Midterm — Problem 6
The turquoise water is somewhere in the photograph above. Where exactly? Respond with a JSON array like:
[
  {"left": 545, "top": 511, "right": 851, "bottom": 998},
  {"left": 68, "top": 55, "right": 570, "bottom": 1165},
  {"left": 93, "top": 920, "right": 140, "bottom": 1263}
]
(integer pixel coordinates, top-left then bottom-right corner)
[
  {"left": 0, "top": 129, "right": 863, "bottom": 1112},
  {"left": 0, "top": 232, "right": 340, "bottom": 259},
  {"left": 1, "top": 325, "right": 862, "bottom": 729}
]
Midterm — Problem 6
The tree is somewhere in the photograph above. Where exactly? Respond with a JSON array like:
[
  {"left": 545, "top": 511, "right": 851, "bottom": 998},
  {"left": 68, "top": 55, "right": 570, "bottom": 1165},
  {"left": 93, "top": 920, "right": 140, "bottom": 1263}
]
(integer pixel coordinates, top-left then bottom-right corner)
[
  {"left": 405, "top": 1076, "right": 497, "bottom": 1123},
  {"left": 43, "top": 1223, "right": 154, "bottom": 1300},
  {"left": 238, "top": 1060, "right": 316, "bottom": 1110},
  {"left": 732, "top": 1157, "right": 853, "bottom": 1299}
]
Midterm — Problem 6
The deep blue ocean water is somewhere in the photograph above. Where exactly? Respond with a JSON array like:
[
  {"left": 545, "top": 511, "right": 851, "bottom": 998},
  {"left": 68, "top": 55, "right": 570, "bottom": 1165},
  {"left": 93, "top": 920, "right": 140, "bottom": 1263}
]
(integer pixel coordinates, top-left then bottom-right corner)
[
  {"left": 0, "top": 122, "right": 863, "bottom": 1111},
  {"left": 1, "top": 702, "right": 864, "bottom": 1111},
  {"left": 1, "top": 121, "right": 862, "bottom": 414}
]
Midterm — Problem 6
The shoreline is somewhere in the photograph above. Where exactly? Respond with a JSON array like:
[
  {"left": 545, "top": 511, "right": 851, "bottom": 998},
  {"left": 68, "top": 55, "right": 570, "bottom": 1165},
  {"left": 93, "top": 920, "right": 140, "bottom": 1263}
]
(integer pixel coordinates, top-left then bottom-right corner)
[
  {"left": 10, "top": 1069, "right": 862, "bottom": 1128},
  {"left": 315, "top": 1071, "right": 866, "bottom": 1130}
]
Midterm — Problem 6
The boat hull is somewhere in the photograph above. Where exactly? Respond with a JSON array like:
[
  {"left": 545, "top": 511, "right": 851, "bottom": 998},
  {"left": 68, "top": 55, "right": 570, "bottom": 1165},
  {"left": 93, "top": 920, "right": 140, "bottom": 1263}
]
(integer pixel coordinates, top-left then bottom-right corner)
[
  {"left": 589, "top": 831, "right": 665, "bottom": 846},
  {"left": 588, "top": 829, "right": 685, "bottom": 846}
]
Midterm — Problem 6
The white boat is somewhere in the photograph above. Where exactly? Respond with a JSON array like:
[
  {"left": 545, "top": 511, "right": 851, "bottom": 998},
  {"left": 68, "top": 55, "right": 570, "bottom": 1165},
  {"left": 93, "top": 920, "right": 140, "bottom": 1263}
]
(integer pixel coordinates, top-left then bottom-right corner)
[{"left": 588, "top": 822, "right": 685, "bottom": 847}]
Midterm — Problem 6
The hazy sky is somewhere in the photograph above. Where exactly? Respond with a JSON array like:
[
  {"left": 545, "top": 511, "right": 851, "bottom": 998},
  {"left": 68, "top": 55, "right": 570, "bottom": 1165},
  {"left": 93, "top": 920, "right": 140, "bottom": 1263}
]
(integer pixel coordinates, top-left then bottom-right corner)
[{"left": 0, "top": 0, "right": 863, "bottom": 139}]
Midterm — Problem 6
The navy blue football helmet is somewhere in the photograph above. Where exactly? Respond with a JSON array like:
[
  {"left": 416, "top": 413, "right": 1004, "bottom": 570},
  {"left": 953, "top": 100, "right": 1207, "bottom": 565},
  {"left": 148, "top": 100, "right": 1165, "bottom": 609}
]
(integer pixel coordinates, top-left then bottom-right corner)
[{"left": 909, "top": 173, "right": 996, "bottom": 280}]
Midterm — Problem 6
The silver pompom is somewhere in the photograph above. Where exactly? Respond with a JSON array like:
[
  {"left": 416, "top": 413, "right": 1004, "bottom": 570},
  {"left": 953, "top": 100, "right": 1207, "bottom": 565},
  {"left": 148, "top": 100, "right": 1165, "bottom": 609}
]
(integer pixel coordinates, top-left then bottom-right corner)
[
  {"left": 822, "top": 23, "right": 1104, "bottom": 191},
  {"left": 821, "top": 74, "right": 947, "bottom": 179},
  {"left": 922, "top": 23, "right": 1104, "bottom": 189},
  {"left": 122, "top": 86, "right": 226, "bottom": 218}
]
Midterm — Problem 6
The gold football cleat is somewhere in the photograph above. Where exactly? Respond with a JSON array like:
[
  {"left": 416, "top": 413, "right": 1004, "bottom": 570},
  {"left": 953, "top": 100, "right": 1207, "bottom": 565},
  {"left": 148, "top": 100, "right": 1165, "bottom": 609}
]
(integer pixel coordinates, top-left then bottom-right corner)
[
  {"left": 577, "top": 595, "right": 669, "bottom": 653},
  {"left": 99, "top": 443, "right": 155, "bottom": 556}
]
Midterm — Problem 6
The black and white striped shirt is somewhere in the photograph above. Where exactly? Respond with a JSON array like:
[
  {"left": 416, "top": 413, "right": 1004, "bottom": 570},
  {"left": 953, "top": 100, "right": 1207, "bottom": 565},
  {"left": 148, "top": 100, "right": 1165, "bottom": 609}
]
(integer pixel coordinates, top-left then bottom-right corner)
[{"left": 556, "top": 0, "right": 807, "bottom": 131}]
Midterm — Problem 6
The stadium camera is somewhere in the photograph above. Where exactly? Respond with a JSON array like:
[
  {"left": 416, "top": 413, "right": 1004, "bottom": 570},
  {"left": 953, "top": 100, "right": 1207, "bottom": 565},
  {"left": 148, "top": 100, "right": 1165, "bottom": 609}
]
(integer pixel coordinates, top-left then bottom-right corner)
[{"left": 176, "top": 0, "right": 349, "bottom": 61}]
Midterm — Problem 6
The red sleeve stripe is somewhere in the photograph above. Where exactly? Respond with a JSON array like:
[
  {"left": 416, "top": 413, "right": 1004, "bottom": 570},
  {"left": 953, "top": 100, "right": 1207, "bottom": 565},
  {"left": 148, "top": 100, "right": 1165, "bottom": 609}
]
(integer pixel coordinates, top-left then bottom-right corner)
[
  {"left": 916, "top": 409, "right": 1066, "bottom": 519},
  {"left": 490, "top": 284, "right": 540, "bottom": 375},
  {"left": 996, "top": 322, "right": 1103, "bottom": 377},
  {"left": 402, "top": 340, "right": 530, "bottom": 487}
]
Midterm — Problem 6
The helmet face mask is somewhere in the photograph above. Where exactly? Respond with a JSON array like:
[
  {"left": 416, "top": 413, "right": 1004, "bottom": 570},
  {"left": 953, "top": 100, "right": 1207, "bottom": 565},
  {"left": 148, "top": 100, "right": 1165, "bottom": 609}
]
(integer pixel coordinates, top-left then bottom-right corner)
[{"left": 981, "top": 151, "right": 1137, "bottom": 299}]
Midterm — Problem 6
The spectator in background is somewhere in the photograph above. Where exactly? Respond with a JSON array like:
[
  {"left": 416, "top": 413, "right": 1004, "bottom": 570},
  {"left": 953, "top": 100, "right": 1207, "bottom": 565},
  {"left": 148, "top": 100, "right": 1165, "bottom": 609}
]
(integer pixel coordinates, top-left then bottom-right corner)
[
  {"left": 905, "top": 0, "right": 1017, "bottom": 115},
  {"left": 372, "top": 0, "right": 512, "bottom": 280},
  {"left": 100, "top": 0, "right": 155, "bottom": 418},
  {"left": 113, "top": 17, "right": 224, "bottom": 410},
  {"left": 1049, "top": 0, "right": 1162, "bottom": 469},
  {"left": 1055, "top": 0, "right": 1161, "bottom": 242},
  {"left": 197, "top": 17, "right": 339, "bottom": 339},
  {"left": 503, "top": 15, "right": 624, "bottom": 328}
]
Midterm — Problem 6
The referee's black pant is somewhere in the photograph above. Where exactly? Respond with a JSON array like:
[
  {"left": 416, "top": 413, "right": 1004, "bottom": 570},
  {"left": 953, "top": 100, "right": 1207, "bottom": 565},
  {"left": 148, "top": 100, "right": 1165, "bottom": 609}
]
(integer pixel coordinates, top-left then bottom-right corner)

■ **Problem**: Lines containing the string "boat" are the ones to copy from the entries above.

■ **Answer space**:
The boat hull is somewhere in the photograph above. Where exactly? Respond with a JSON array like:
The white boat is somewhere in the photograph above. Where exactly? Respond with a JSON array like:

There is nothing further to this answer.